:: Quellenauszug ::
▼
Die aktuellen Szenarien wurden vom IPCC im Jahr 2000 erarbeitet und sollen zukünftige weltweite Emissionswerte auf der Grundlage verschiedener "Storylines" im Hinblick auf Bevölkerungswachstum sowie technologische und wirtschaftliche Entwicklungen simulieren. Die Hauptszenarien, die A1-Familie, die B2 und so weiter, sind politischen Entscheidungsträgern und Umweltaktivisten bekannt, von den Wissenschaftlern einmal abgesehen, haben jedoch die Wenigsten auch wirklich das Kleingedruckte des Berichts gelesen, insbesondere die kühne Annahme des IPCC, höhere Energieeffizienz werde ein "automatisches" Nebenprodukt der zukünftigen wirtschaftlichen Entwicklung sein. So gehen alle Szenarien, selbst die Varianten, in denen "alles bleibt, wie gehabt", davon aus, dass fast 60 Prozent einer zukünftigen Reduktion von Kohlenstoffemissionen unabhängig von expliziten Umweltmaßnahmen erreicht werden können.
▲
:: Datenauszüge ::
▼
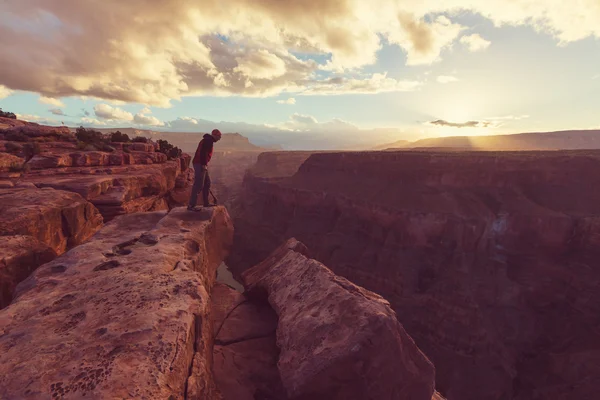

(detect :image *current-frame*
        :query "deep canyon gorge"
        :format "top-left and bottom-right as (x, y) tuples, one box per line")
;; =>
(0, 120), (600, 400)
(228, 150), (600, 400)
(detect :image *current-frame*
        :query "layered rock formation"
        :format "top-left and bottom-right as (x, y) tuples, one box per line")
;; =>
(0, 118), (191, 308)
(243, 240), (435, 400)
(212, 239), (439, 400)
(228, 151), (600, 400)
(0, 208), (232, 399)
(0, 187), (102, 308)
(0, 117), (192, 221)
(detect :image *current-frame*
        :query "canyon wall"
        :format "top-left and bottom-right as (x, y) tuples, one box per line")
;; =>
(0, 118), (191, 308)
(228, 151), (600, 400)
(0, 207), (233, 399)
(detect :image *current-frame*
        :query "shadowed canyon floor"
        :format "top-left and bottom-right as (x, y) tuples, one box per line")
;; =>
(228, 151), (600, 400)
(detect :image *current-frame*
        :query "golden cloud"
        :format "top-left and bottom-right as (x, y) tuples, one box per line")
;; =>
(0, 0), (600, 104)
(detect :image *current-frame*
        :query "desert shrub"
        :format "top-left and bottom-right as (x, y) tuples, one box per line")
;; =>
(110, 131), (131, 143)
(75, 126), (105, 145)
(158, 139), (183, 160)
(4, 142), (23, 153)
(4, 132), (29, 142)
(0, 108), (17, 119)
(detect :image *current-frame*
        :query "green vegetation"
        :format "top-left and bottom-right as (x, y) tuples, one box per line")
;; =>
(158, 139), (183, 160)
(0, 108), (17, 119)
(110, 131), (131, 143)
(75, 126), (106, 146)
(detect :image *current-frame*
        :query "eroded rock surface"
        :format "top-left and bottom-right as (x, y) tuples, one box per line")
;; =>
(227, 151), (600, 400)
(0, 188), (102, 254)
(0, 187), (102, 308)
(211, 284), (287, 400)
(0, 121), (192, 221)
(243, 240), (435, 400)
(0, 208), (232, 399)
(0, 235), (56, 308)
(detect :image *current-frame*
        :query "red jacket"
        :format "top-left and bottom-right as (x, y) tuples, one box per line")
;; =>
(192, 134), (215, 165)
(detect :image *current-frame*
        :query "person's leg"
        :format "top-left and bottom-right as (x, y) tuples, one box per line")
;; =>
(202, 171), (210, 207)
(188, 164), (205, 208)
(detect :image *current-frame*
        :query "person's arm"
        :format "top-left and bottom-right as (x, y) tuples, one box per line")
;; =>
(200, 140), (213, 165)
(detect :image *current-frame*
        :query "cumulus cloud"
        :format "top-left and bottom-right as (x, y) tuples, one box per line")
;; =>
(94, 104), (133, 121)
(437, 75), (458, 83)
(0, 0), (600, 103)
(428, 119), (492, 128)
(16, 113), (59, 125)
(277, 97), (296, 106)
(388, 13), (464, 65)
(233, 49), (286, 79)
(487, 115), (529, 121)
(0, 85), (13, 99)
(301, 73), (422, 95)
(460, 33), (492, 52)
(133, 113), (164, 126)
(290, 113), (319, 125)
(40, 96), (65, 107)
(81, 117), (106, 126)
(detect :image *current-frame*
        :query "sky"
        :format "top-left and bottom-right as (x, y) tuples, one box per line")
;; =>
(0, 0), (600, 148)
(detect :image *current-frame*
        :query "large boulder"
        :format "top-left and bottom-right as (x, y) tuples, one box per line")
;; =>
▲
:: Aufgabe A ::
Welcher Anteil einer zukünftigen Reduktion von Kohlenstoffemissionen ist laut dem Text über die IPCC-Szenarien unabhängig von expliziten Umweltmaßnahmen erreichbar?
:: Aufgabe B ::
Führen Sie den Text über die Emissionsszenarien des IPCC im Anschluss an seinen letzten Satz weiter.

:: Erwartete Antwort A ::
Fast 60 Prozent.

:: Erwartete Antwort B ::
Das Panel setzt also alles, einschließlich unseres Planeten, auf eine Karte und hofft auf eine marktgesteuerte Entwicklung in Richtung einer Weltwirtschaft jenseits der Emissionsproblematik: ein Prozess, der nicht nur internationale Emissionslimits und CO2-Handel erfordert, sondern auch die Selbstverpflichtung der Unternehmen zum Einsatz von Technologien voraussetzt, für die es derzeit kaum Prototypen gibt, wie z. B. CO2-Abscheidung, Wasserstoffsysteme und andere alternative Antriebssysteme oder Biotreibstoffe auf Zellulosebasis. "In vielen SRES-Szenarien [des IPPC], die die zukünftige Entwicklung illustrieren sollen, übersteigt der Einsatz emissionsfreier Energieversorgungssysteme die Größe des globalen Energiesystems von 1990", betonen die Autoren des jüngsten Meilensteinberichts von SCOPE zum Thema Der globale Kohlenstoffkreislauf (2004).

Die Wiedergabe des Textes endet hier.